### Description of the task
From the start of the records through the line holding "box: [598, 264, 712, 385]", inclusive, rename every "rough mask" to "coarse mask" and reproduce those lines with nothing else changed. Omit the pictures from your answer.

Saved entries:
*** Begin section ***

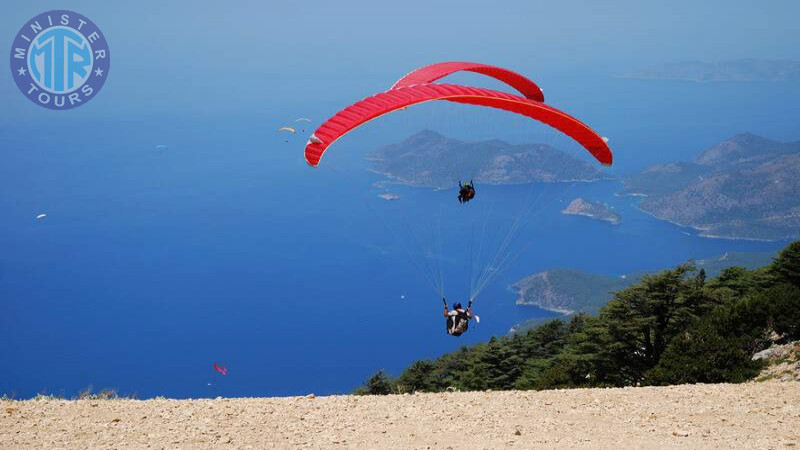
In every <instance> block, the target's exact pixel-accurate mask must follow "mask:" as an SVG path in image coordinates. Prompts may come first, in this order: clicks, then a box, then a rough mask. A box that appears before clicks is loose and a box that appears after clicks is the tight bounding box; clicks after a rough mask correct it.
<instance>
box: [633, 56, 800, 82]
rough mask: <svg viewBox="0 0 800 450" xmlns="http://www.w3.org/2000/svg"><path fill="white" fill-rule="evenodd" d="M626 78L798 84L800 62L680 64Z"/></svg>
mask: <svg viewBox="0 0 800 450" xmlns="http://www.w3.org/2000/svg"><path fill="white" fill-rule="evenodd" d="M622 77H623V78H635V79H643V80H677V81H694V82H715V81H724V82H751V81H773V82H775V81H798V80H800V61H785V60H764V59H752V58H750V59H739V60H733V61H719V62H709V61H681V62H671V63H665V64H658V65H655V66H652V67H648V68H645V69H641V70H637V71H634V72H629V73H626V74H624V75H622Z"/></svg>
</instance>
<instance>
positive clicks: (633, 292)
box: [598, 264, 712, 385]
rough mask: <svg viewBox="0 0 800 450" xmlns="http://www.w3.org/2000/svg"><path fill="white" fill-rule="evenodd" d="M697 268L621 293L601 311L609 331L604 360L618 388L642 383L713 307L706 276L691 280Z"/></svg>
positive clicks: (608, 303) (647, 283)
mask: <svg viewBox="0 0 800 450" xmlns="http://www.w3.org/2000/svg"><path fill="white" fill-rule="evenodd" d="M694 269H695V268H694V266H693V265H692V264H683V265H680V266H678V267H676V268H675V269H672V270H665V271H663V272H661V273H659V274H655V275H647V276H644V277H643V278H642V281H641V282H640V283H639V284H637V285H634V286H630V287H628V288H626V289H624V290H622V291H620V292H617V293H616V294H615V296H614V298H613V299H612V300H611V301H610V302H609V303H608V305H606V306H605V307H604V308H603V309H602V310H601V312H600V319H601V320H602V323H603V325H604V327H605V331H606V333H607V336H606V337H605V338H607V342H606V343H605V345H602V348H601V352H603V353H605V354H604V355H603V357H602V358H601V359H602V360H606V361H609V360H610V361H611V364H612V365H613V366H616V368H617V374H616V375H614V374H607V380H603V379H600V380H598V381H600V382H602V381H608V382H610V383H611V384H616V385H631V384H636V383H637V382H639V381H641V380H642V379H643V378H644V374H645V372H647V371H648V370H649V369H651V368H652V367H654V366H655V365H656V364H658V361H659V360H660V359H661V355H662V354H663V353H664V350H665V349H666V347H667V344H668V343H669V341H670V340H671V339H672V337H673V336H675V335H676V334H677V333H678V332H680V331H682V330H683V329H684V328H685V327H686V326H687V325H688V324H689V323H690V322H691V321H692V320H693V319H695V318H696V317H698V316H700V315H701V314H702V313H704V312H705V311H707V310H708V309H709V308H710V307H711V306H712V303H711V302H710V301H709V298H708V297H707V296H706V295H705V293H704V290H703V287H704V276H703V277H702V278H700V277H694V278H689V277H688V275H689V274H690V273H691V272H692V271H694Z"/></svg>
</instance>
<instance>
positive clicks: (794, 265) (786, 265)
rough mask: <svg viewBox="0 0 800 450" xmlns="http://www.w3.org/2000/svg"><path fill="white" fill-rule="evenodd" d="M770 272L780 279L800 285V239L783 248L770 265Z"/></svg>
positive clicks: (794, 283) (793, 284)
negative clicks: (777, 255) (771, 264)
mask: <svg viewBox="0 0 800 450" xmlns="http://www.w3.org/2000/svg"><path fill="white" fill-rule="evenodd" d="M770 273H772V274H773V275H774V276H775V277H777V278H778V280H779V281H782V282H786V283H790V284H793V285H795V286H800V241H795V242H792V243H791V244H789V246H788V247H786V248H785V249H783V250H782V251H781V252H780V254H779V255H778V257H777V258H776V259H775V261H773V262H772V265H771V266H770Z"/></svg>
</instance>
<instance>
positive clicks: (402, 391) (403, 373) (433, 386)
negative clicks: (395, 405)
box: [397, 361, 437, 392]
mask: <svg viewBox="0 0 800 450" xmlns="http://www.w3.org/2000/svg"><path fill="white" fill-rule="evenodd" d="M435 369H436V366H435V365H434V363H433V362H431V361H415V362H414V363H413V364H411V365H410V366H409V367H408V368H407V369H406V370H404V371H403V373H402V374H400V376H399V377H397V387H398V389H399V390H400V391H402V392H417V391H420V392H432V391H436V390H437V386H436V382H435V379H434V370H435Z"/></svg>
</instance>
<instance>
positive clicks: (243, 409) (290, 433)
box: [0, 382, 800, 450]
mask: <svg viewBox="0 0 800 450" xmlns="http://www.w3.org/2000/svg"><path fill="white" fill-rule="evenodd" d="M0 404H1V405H2V409H0V447H2V448H33V447H37V448H64V447H66V448H145V447H153V448H195V447H205V448H219V447H232V448H282V449H283V448H299V447H300V448H301V447H311V448H359V449H360V448H374V449H386V448H397V449H409V448H423V449H424V448H432V449H445V448H470V449H473V448H477V449H481V448H592V449H594V448H613V449H615V450H617V449H620V448H648V449H653V448H723V449H729V448H747V449H755V448H763V449H767V448H773V449H792V448H793V449H800V383H798V382H787V383H780V382H765V383H747V384H741V385H694V386H673V387H663V388H629V389H579V390H566V391H544V392H478V393H448V394H419V395H396V396H384V397H356V396H333V397H316V398H314V397H313V396H309V397H289V398H253V399H218V400H147V401H139V400H79V401H66V400H29V401H3V402H0Z"/></svg>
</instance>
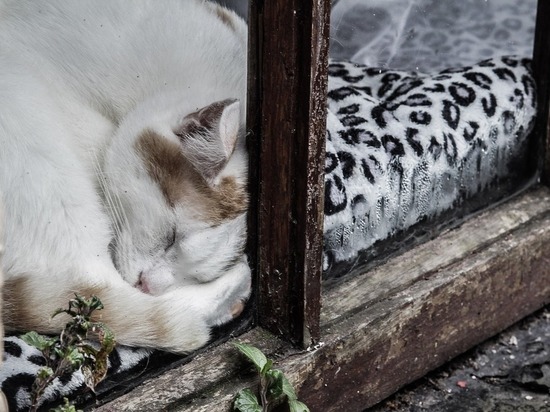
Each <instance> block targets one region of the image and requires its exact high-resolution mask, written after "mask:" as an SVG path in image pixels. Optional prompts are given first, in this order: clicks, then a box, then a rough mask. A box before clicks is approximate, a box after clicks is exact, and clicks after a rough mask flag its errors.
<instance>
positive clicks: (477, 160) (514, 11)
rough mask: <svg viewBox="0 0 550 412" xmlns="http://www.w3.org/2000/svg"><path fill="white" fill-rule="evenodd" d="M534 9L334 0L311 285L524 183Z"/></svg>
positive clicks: (482, 206) (438, 229) (531, 177)
mask: <svg viewBox="0 0 550 412" xmlns="http://www.w3.org/2000/svg"><path fill="white" fill-rule="evenodd" d="M536 9H537V1H536V0H461V1H447V0H336V1H334V2H333V5H332V12H331V39H330V57H331V61H330V66H329V93H328V108H329V112H328V118H327V155H326V176H325V184H326V188H325V192H326V194H325V244H324V268H323V269H324V276H325V278H326V279H335V278H338V277H341V276H343V275H345V274H347V273H350V272H352V271H353V269H354V268H357V267H359V266H364V265H365V264H367V265H368V264H369V263H372V262H374V261H376V260H377V259H379V258H380V257H383V256H387V254H388V253H391V252H394V251H398V250H402V249H403V248H404V247H407V246H410V245H412V244H414V243H415V242H416V241H417V240H418V239H420V240H421V239H426V238H429V237H432V236H434V234H435V233H437V232H438V231H440V230H441V229H442V228H444V227H449V225H451V224H455V223H456V222H459V221H460V220H461V219H463V218H464V217H465V216H466V215H468V214H470V213H472V212H474V211H477V210H480V209H481V208H483V207H485V206H487V205H489V204H493V203H495V202H497V201H499V200H502V199H504V198H506V197H507V196H510V195H512V194H513V193H517V192H518V191H519V190H521V189H523V188H525V187H527V186H528V185H529V184H531V183H533V182H534V181H535V180H536V176H537V171H536V170H535V169H536V167H535V166H534V165H536V164H537V162H536V160H535V159H536V153H535V152H536V148H534V147H533V146H534V144H533V143H532V139H530V138H529V135H530V133H531V131H532V129H533V126H534V123H535V117H536V95H535V86H534V84H535V82H534V80H533V77H532V73H531V71H530V59H531V58H532V54H533V41H534V32H535V17H536Z"/></svg>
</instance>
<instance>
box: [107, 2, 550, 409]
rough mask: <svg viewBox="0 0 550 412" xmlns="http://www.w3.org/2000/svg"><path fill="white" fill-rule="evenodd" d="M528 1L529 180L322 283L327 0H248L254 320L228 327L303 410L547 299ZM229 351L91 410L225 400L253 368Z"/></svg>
mask: <svg viewBox="0 0 550 412" xmlns="http://www.w3.org/2000/svg"><path fill="white" fill-rule="evenodd" d="M537 7H538V10H537V25H536V33H535V46H534V49H535V51H534V60H533V70H534V75H535V79H536V81H537V87H538V93H539V97H538V102H539V113H541V114H540V115H539V116H538V119H537V124H536V127H535V128H536V130H535V133H534V135H535V137H536V138H537V139H539V144H540V146H539V147H540V148H541V150H540V151H539V158H538V159H537V160H536V161H537V162H538V163H539V166H540V168H539V170H541V172H540V183H538V184H537V185H536V186H535V187H533V188H531V189H529V190H528V191H526V192H524V193H522V194H519V195H517V196H515V197H514V198H513V199H510V200H508V201H506V202H504V203H503V204H500V205H498V206H494V207H491V208H489V209H488V210H486V211H485V212H482V213H480V214H478V215H477V216H474V217H472V218H471V219H469V220H468V221H467V222H466V223H464V224H463V225H462V226H460V227H459V228H456V229H454V230H450V231H447V232H445V233H443V234H441V235H440V236H439V237H438V238H436V239H434V240H432V241H429V242H427V243H425V244H422V245H420V246H417V247H415V248H414V249H412V250H409V251H407V252H405V253H403V254H401V255H400V256H397V257H394V258H392V259H390V260H389V261H388V262H387V263H385V264H384V265H382V266H380V267H378V268H375V269H373V270H370V271H369V273H368V274H359V275H358V276H356V277H355V278H353V279H350V280H348V281H346V282H343V283H340V284H338V285H336V286H333V287H330V288H325V289H324V290H323V291H322V294H321V256H322V234H323V232H322V227H323V217H324V216H323V196H324V193H323V178H324V176H323V168H324V137H325V116H326V87H327V58H328V32H329V30H328V27H329V23H328V22H329V20H328V19H329V13H330V0H289V1H286V2H277V1H262V0H252V1H251V9H250V10H251V12H250V22H249V27H250V46H249V49H250V57H251V58H250V62H249V78H250V88H249V89H250V98H249V104H248V109H249V113H248V116H249V117H248V119H249V126H250V136H249V140H250V142H251V144H250V153H251V173H250V181H251V193H252V196H251V199H253V200H254V202H253V205H252V207H251V212H250V225H249V228H250V239H251V241H250V244H251V245H252V248H251V250H250V255H251V262H252V264H253V266H254V267H255V269H256V270H255V273H256V279H255V285H256V290H255V301H256V307H255V310H254V311H255V312H256V314H257V315H256V322H255V323H256V325H257V326H256V327H254V328H253V329H252V330H250V331H249V332H247V333H245V334H244V335H241V336H240V337H239V339H240V340H243V341H248V342H251V343H253V344H255V345H257V346H259V347H260V348H262V349H263V350H264V351H265V352H266V353H267V354H269V355H272V356H274V357H275V358H276V359H278V367H280V368H282V369H283V370H284V371H285V373H286V374H287V376H288V377H289V379H290V380H291V382H293V383H294V384H295V385H296V386H297V387H298V389H299V395H300V398H301V399H303V400H304V401H305V402H306V403H307V404H308V405H309V406H310V408H311V410H322V411H332V410H334V411H339V410H350V411H351V410H362V409H364V408H366V407H369V406H371V405H374V404H375V403H377V402H379V401H381V400H382V399H384V398H385V397H387V396H389V395H390V394H392V393H393V392H395V391H396V390H397V389H399V388H400V387H402V386H404V385H406V384H408V383H410V382H412V381H414V380H415V379H418V378H420V377H421V376H423V375H424V374H425V373H427V372H429V371H430V370H433V369H434V368H436V367H438V366H440V365H442V364H443V363H445V362H446V361H448V360H450V359H451V358H453V357H454V356H457V355H458V354H460V353H463V352H464V351H466V350H468V349H470V348H471V347H473V346H475V345H476V344H478V343H480V342H482V341H483V340H485V339H487V338H489V337H491V336H493V335H495V334H496V333H498V332H500V331H502V330H503V329H505V328H506V327H508V326H510V325H511V324H513V323H514V322H516V321H518V320H520V319H522V318H523V317H525V316H527V315H528V314H530V313H532V312H534V311H535V310H537V309H539V308H541V307H543V306H545V305H547V304H549V303H550V189H549V186H550V140H549V135H550V116H549V95H550V83H549V82H550V29H548V28H547V29H545V26H546V24H545V21H546V20H547V19H548V17H550V2H548V1H545V0H539V2H538V6H537ZM546 27H547V26H546ZM321 299H323V300H324V302H325V304H324V306H323V307H321V305H320V302H321ZM239 359H240V358H239V356H238V355H237V354H236V352H235V350H234V348H232V346H231V345H230V343H224V344H222V345H219V346H217V347H214V348H210V349H207V350H206V351H203V352H200V353H198V354H197V355H196V356H195V357H194V358H193V360H191V361H190V362H188V363H186V364H183V365H180V366H177V367H175V368H173V369H171V370H168V371H165V372H164V373H162V374H161V375H160V376H155V377H151V378H149V379H148V380H146V381H145V382H144V383H142V384H141V385H139V386H137V387H136V388H134V389H133V390H132V391H131V392H129V393H127V394H125V395H123V396H121V397H119V398H118V399H116V400H114V401H112V402H110V403H107V404H105V405H103V406H102V407H99V408H98V410H102V411H115V410H116V411H131V410H172V411H185V410H193V411H202V410H204V411H227V410H230V409H229V408H230V405H231V402H232V399H233V396H234V394H235V393H236V392H237V391H238V390H239V389H242V388H243V387H245V386H252V385H253V384H254V383H255V379H256V378H255V376H254V375H253V374H251V373H248V372H247V371H249V368H247V365H246V364H245V363H243V362H240V361H239Z"/></svg>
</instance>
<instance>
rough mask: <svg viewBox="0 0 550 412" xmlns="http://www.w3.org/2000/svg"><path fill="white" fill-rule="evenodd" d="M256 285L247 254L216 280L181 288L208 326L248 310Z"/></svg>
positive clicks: (221, 323) (187, 286)
mask: <svg viewBox="0 0 550 412" xmlns="http://www.w3.org/2000/svg"><path fill="white" fill-rule="evenodd" d="M251 289H252V281H251V273H250V267H249V266H248V263H247V262H246V260H245V258H243V259H242V260H241V261H240V262H238V263H237V264H236V265H234V266H233V267H232V268H231V269H230V270H228V271H227V272H225V273H224V274H223V275H222V276H220V277H218V278H216V279H215V280H213V281H210V282H205V283H202V284H198V285H190V286H183V287H181V288H180V289H179V291H180V299H186V300H187V302H188V303H189V304H190V306H192V307H193V309H194V311H196V313H199V314H200V315H201V318H202V320H203V321H204V322H205V324H206V325H207V326H208V327H214V326H218V325H221V324H224V323H227V322H229V321H231V320H232V319H234V318H236V317H237V316H239V315H240V314H241V313H242V311H243V310H244V307H245V304H246V301H247V300H248V298H249V296H250V292H251Z"/></svg>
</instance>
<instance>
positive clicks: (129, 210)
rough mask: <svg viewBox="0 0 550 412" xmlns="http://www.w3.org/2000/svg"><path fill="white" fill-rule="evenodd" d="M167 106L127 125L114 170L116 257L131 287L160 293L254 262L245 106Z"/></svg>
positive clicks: (114, 244)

*** End section ***

### Response area
In every <instance> block, the target's exact pixel-accurate mask must follow "mask:" as an SVG path in image coordinates. Prompts may come first, in this order: clicks, then a box, then a coarse mask. A box that appears before clicks is loose and a box that appears after clicks is the tight bounding box; clicks after a coarse mask correct it.
<instance>
box: [633, 56, 800, 82]
coarse mask: <svg viewBox="0 0 800 450" xmlns="http://www.w3.org/2000/svg"><path fill="white" fill-rule="evenodd" d="M626 78L798 84L800 62L680 64Z"/></svg>
mask: <svg viewBox="0 0 800 450" xmlns="http://www.w3.org/2000/svg"><path fill="white" fill-rule="evenodd" d="M622 77H623V78H635V79H643V80H677V81H694V82H715V81H724V82H751V81H773V82H775V81H798V80H800V61H785V60H764V59H752V58H750V59H739V60H733V61H719V62H709V61H681V62H671V63H665V64H658V65H655V66H652V67H648V68H645V69H641V70H637V71H634V72H629V73H626V74H624V75H622Z"/></svg>
</instance>
<instance>
positive clicks: (633, 292)
box: [598, 264, 712, 385]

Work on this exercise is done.